> [TEXT SEGMENT]
-- -- --

Super simple to configure, this is the main configuration file that you would need to implement. There is only a couple of interesting things there that really are important. You have a pre‑tag map which takes the sFlow records and which assigns each sFlow record a map ID and then the receiver's list maps that IP to a destination collector ID. You can see that a bit more clearly here. So this is a slightly modified live example that we were playing around with to pilot it, so if the sFlow system sees anything with that particular Mac address, with source or destination Mc, it will assign a tag of 32 and then, in the ‑‑ sorry, there is a slight typo in the presentation there; the next file should be receivers dot LS T ‑ T ‑‑ and that associates tag 32 that destination address.

We have built a support into this for IXP manager, it's not rolled into the master release but into the IX live branch. Completely easy to configure; you just click plus and then you put in the destination IP address, the destination port, you live on "add" and then it just appears. This is the AS 112 service running as INEX and a screen shot we did earlier. That is very useful. In order to hook it all together, you also need the IXP to export a map of all of the Mac addresses used at the exchange. IXP manager does this already and it's already standardised in the you're IX format export schema. IXP members need to run their sFlow collectors. But that is actually okay because most NetFlow collectors will also support sFlow.

Here is kind of a rough idea of how it works so, sFlow packets hit the sFlow collector, which demuxes and remuxes all of the information on a per Mac address out to each of the IXP participants, who can then poll IXP manager or whatever the provisioning system is to pull the mapping between the Mac address and who owns that Mac address at the IXP.

So, the result is, IXP participants can now see exactly what is happening to their IP traffic flows at the IXPs. There is no privacy issues, this is just an extension of what you might see otherwise with NetFlow. If you are having problems with spoofed traffic across the exchange you can now actually see where that traffic is coming from. It's fully live, the data is going to be no more than a couple of milliseconds old, so that means that it's suitable as an input into your traffic management systems. It's currently at pilot phase at INEX, which is to say that it's live, it works, it's not the final configuration that we are going to roll out but it does actually work. And the source code is available on GitHub. Thank you very much.

Any questions?

(Applause)

FLORENCE LAVROFF: No questions? Ah.

SPEAKER: Hi. Eric from AMS‑IX, so what do you think how scaleable would the decode would be? I mean, we are using B Mc, I have tried my hand on decoding the sFlow data from coming out from AMS‑IX platform, and what I have seen is well, I really need to ‑‑ quite a lot of instance to cope with all the incoming sFlow coming in, so what is your take on this?

-- -- --

> [Stored data]
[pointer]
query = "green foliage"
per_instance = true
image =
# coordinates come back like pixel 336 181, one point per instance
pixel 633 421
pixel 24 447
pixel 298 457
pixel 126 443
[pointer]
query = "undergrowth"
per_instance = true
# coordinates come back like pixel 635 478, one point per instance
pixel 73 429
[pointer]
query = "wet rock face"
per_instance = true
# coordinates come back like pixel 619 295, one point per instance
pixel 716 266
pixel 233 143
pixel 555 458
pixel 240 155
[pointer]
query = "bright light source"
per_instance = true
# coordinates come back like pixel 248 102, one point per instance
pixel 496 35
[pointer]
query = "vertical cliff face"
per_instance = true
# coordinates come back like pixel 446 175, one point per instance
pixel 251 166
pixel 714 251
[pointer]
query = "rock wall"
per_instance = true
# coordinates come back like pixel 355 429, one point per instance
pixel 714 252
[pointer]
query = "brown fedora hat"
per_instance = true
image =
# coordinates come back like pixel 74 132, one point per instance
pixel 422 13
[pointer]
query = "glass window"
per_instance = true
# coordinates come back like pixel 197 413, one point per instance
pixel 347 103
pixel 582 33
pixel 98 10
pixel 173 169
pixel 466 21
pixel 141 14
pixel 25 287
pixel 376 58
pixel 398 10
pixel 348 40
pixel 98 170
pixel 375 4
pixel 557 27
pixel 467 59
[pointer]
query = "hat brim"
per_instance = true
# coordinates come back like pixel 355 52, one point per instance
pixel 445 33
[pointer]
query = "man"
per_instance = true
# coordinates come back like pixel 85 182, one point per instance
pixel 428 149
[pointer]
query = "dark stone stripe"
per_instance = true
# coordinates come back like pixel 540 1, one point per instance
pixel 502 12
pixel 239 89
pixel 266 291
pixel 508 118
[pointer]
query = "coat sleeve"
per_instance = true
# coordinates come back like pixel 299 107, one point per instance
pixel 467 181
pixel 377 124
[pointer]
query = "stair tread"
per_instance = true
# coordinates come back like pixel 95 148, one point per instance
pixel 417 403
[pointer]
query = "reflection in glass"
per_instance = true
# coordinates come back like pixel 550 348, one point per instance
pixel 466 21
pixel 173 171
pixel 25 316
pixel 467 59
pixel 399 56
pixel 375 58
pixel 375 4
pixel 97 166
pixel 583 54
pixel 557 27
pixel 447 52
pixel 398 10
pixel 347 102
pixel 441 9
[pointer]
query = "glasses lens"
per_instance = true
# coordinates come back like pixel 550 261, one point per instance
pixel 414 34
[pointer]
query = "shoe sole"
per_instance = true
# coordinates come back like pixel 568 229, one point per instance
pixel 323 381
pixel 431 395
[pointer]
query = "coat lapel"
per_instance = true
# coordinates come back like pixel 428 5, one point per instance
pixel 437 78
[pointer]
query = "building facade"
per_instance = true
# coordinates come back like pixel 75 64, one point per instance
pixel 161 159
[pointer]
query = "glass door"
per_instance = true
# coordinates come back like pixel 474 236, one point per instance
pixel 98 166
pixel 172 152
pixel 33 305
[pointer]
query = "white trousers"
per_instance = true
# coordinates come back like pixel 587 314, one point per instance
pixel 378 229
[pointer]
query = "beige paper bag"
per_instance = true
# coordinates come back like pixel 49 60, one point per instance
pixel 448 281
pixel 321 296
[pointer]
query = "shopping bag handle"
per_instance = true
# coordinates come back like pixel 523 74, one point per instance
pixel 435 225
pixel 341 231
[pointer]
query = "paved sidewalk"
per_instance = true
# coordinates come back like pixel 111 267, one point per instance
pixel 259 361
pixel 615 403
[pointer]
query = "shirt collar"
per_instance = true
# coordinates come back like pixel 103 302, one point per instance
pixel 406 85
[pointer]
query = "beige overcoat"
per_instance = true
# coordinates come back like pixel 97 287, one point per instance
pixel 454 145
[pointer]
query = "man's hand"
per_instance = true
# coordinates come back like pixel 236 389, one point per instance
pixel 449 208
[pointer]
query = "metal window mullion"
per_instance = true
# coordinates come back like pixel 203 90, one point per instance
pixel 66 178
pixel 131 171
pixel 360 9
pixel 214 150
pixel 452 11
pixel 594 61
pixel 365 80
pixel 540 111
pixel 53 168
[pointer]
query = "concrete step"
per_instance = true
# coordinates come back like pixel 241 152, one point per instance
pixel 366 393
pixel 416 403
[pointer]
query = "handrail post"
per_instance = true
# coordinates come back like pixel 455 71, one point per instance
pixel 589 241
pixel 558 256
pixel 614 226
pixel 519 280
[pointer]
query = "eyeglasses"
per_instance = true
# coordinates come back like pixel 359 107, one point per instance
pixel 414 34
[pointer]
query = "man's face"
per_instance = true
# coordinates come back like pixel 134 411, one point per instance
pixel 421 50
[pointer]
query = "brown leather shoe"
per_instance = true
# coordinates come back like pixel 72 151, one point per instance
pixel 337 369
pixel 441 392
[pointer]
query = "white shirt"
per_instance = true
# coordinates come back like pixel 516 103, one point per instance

-- -- --

> [TASK SET]
a - Answer these from the sFlow transcript:
(i) What tag is assigned when the sFlow system sees the particular Mac address?
(ii) Which branch of IXP manager has the built-in support?
(iii) At most, how old will the data be?
b - Reproduce everything in the sFlow transcript from "So, the result" down to "Any questions?".

> [FINAL RESULTS]
a -
(i) 32
(ii) The IX live branch
(iii) No more than a couple of milliseconds

b -
So, the result is, IXP participants can now see exactly what is happening to their IP traffic flows at the IXPs. There is no privacy issues, this is just an extension of what you might see otherwise with NetFlow. If you are having problems with spoofed traffic across the exchange you can now actually see where that traffic is coming from. It's fully live, the data is going to be no more than a couple of milliseconds old, so that means that it's suitable as an input into your traffic management systems. It's currently at pilot phase at INEX, which is to say that it's live, it works, it's not the final configuration that we are going to roll out but it does actually work. And the source code is available on GitHub. Thank you very much.

Any questions?